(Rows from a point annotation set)
*-*-*

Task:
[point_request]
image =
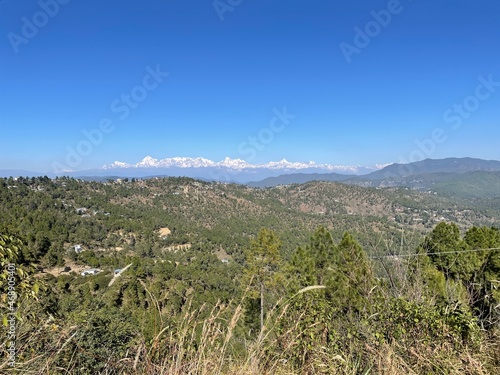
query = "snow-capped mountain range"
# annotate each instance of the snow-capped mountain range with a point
(236, 165)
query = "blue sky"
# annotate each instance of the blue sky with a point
(424, 81)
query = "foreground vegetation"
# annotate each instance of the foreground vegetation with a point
(294, 297)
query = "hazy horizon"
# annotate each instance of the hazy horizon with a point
(87, 84)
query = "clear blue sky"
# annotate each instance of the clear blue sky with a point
(227, 76)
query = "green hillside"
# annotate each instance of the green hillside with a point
(315, 278)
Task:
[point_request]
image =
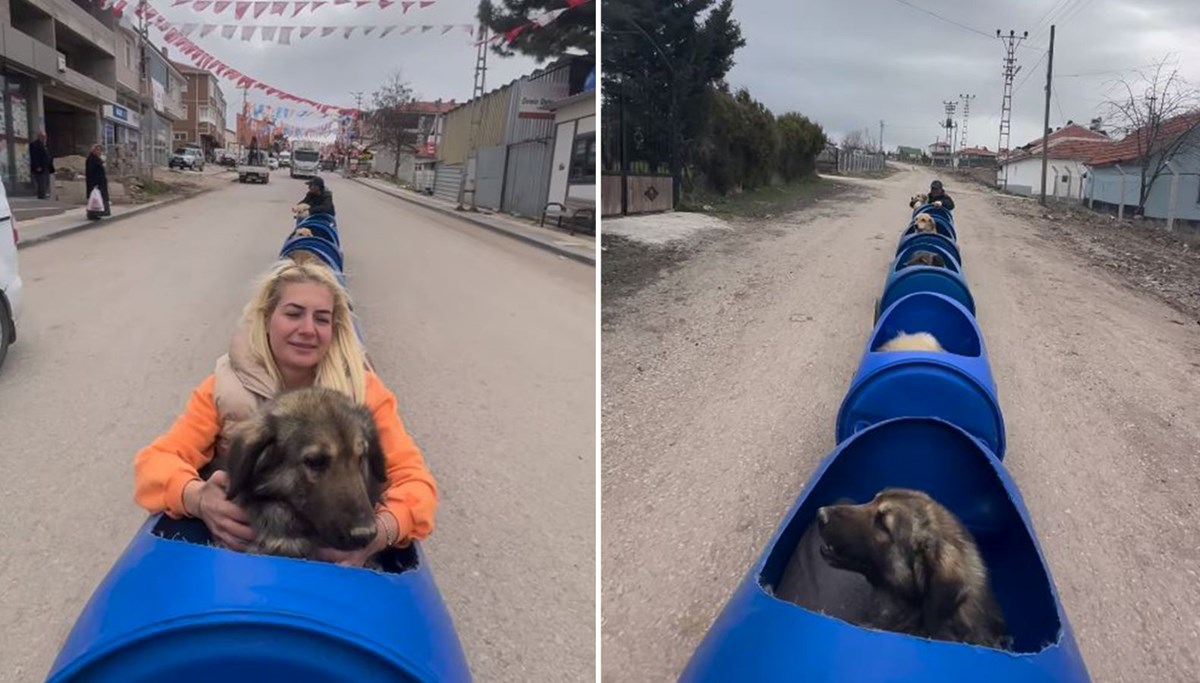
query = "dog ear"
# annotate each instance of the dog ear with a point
(945, 587)
(251, 451)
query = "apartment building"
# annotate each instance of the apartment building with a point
(204, 111)
(59, 69)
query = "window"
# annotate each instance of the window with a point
(583, 160)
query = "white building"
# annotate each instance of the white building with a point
(1068, 150)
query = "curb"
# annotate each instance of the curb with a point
(460, 215)
(109, 220)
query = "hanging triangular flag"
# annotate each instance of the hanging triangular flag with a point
(547, 17)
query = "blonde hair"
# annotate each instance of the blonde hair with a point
(343, 366)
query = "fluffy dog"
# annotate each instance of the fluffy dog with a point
(307, 469)
(925, 223)
(928, 576)
(925, 258)
(915, 341)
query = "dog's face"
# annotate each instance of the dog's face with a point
(318, 454)
(925, 258)
(904, 543)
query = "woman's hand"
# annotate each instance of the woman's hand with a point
(226, 520)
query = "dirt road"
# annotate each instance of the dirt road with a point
(721, 382)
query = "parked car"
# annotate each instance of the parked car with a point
(187, 157)
(10, 276)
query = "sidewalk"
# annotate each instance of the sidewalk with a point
(577, 247)
(37, 231)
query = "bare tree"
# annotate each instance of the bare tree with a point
(1162, 114)
(390, 124)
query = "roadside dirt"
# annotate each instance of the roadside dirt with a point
(725, 360)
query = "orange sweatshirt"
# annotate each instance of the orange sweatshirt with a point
(166, 466)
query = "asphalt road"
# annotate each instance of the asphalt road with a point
(489, 345)
(723, 379)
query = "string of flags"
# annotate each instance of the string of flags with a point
(534, 23)
(259, 7)
(285, 35)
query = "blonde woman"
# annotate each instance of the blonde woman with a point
(295, 333)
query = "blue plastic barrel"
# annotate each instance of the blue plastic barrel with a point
(173, 609)
(907, 251)
(904, 281)
(942, 241)
(323, 249)
(955, 385)
(763, 635)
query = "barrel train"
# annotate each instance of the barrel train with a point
(910, 555)
(174, 607)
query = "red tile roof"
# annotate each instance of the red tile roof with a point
(1128, 148)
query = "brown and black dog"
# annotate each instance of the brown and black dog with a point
(307, 469)
(928, 576)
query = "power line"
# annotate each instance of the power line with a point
(945, 19)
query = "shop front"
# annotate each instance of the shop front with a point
(17, 130)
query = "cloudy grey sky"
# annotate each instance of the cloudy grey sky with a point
(329, 70)
(852, 63)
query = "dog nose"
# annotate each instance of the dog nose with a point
(364, 534)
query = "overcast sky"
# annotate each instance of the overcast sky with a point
(329, 70)
(851, 64)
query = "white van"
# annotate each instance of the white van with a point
(10, 276)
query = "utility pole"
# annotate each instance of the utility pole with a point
(1045, 126)
(1006, 103)
(144, 63)
(966, 113)
(477, 123)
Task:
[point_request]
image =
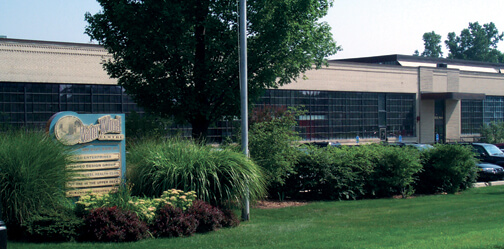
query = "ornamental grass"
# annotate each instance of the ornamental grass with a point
(219, 177)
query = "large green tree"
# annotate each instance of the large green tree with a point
(180, 58)
(432, 44)
(478, 43)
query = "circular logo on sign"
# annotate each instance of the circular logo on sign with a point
(67, 130)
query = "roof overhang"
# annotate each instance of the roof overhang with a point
(451, 95)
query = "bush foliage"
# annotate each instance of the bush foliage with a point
(373, 171)
(112, 224)
(33, 174)
(271, 139)
(173, 222)
(53, 225)
(448, 168)
(220, 177)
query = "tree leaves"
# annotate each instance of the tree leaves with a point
(180, 58)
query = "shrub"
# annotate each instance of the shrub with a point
(53, 225)
(172, 222)
(220, 177)
(394, 171)
(230, 219)
(209, 217)
(111, 224)
(33, 174)
(271, 136)
(447, 168)
(331, 173)
(145, 208)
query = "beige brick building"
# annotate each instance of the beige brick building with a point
(394, 97)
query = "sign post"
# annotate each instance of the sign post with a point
(98, 143)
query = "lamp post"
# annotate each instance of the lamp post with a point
(244, 92)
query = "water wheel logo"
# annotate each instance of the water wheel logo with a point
(68, 130)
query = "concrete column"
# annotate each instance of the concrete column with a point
(426, 121)
(452, 120)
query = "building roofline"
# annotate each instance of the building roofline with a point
(57, 43)
(398, 57)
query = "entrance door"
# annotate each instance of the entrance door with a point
(439, 121)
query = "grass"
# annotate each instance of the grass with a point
(472, 219)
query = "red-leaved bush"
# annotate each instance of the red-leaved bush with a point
(209, 217)
(111, 224)
(172, 222)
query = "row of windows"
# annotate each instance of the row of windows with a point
(330, 115)
(345, 115)
(34, 104)
(475, 113)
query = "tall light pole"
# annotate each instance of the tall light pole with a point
(244, 93)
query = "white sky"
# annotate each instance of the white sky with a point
(362, 27)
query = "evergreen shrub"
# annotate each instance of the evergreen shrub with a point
(394, 171)
(331, 173)
(448, 168)
(209, 218)
(112, 224)
(53, 225)
(173, 222)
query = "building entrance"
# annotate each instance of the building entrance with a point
(439, 121)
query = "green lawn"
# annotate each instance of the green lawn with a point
(473, 219)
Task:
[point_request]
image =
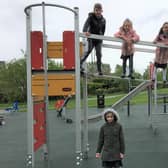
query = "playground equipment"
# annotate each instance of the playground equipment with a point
(14, 107)
(2, 120)
(61, 108)
(39, 82)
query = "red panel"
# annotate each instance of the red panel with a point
(37, 50)
(39, 125)
(69, 50)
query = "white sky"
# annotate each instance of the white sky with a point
(147, 16)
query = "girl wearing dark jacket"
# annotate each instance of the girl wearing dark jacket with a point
(95, 24)
(161, 57)
(111, 145)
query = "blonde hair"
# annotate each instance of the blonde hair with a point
(127, 21)
(97, 6)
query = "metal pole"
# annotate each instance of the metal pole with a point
(30, 120)
(164, 104)
(78, 90)
(45, 146)
(128, 103)
(149, 100)
(85, 119)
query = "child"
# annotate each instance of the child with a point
(95, 24)
(129, 36)
(111, 140)
(161, 57)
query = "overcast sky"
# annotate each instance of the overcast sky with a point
(147, 16)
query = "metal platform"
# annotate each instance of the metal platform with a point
(143, 148)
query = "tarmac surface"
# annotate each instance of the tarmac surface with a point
(145, 147)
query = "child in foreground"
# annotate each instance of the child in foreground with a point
(111, 145)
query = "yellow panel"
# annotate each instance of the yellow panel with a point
(55, 49)
(58, 84)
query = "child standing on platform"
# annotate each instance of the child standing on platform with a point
(111, 141)
(129, 37)
(161, 57)
(95, 24)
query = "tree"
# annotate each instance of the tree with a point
(13, 80)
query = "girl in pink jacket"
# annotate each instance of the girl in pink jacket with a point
(129, 37)
(161, 57)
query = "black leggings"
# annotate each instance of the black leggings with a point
(125, 58)
(97, 44)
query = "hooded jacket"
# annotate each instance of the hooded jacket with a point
(95, 25)
(111, 139)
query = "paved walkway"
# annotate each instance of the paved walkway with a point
(144, 149)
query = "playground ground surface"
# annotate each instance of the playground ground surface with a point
(144, 149)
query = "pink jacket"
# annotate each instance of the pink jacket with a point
(161, 53)
(127, 46)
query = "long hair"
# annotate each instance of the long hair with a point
(161, 29)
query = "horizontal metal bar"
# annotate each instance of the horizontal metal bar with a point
(136, 48)
(114, 39)
(46, 4)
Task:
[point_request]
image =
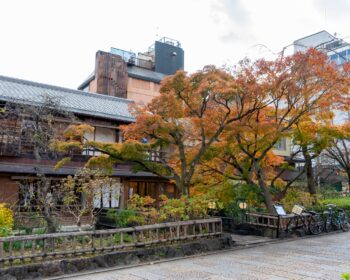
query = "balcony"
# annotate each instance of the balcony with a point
(133, 60)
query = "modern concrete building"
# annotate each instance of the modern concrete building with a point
(338, 51)
(134, 76)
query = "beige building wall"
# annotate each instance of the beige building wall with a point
(142, 92)
(285, 149)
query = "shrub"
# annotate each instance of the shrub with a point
(122, 218)
(6, 216)
(296, 196)
(6, 220)
(341, 202)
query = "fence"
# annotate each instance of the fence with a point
(28, 248)
(280, 223)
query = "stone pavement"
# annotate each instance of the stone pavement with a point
(321, 257)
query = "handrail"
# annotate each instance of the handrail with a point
(60, 245)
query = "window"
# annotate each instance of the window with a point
(108, 196)
(281, 145)
(101, 134)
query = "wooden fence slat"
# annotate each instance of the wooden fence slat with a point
(66, 244)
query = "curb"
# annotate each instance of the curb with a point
(234, 248)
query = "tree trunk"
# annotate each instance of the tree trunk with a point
(265, 188)
(311, 186)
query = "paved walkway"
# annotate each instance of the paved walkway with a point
(322, 257)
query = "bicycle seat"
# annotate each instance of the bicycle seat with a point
(331, 205)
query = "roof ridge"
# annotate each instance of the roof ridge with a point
(53, 87)
(313, 35)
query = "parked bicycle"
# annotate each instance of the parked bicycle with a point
(335, 219)
(309, 221)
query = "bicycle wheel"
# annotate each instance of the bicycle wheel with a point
(344, 223)
(315, 227)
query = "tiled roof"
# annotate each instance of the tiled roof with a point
(75, 101)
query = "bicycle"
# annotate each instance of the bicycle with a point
(335, 218)
(309, 221)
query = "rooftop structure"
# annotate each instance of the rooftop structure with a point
(134, 76)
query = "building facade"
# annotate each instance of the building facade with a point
(134, 76)
(19, 164)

*-*-*

Count the lines in the rows above that contain the string "hooded", treating case as significant, and give only the number.

2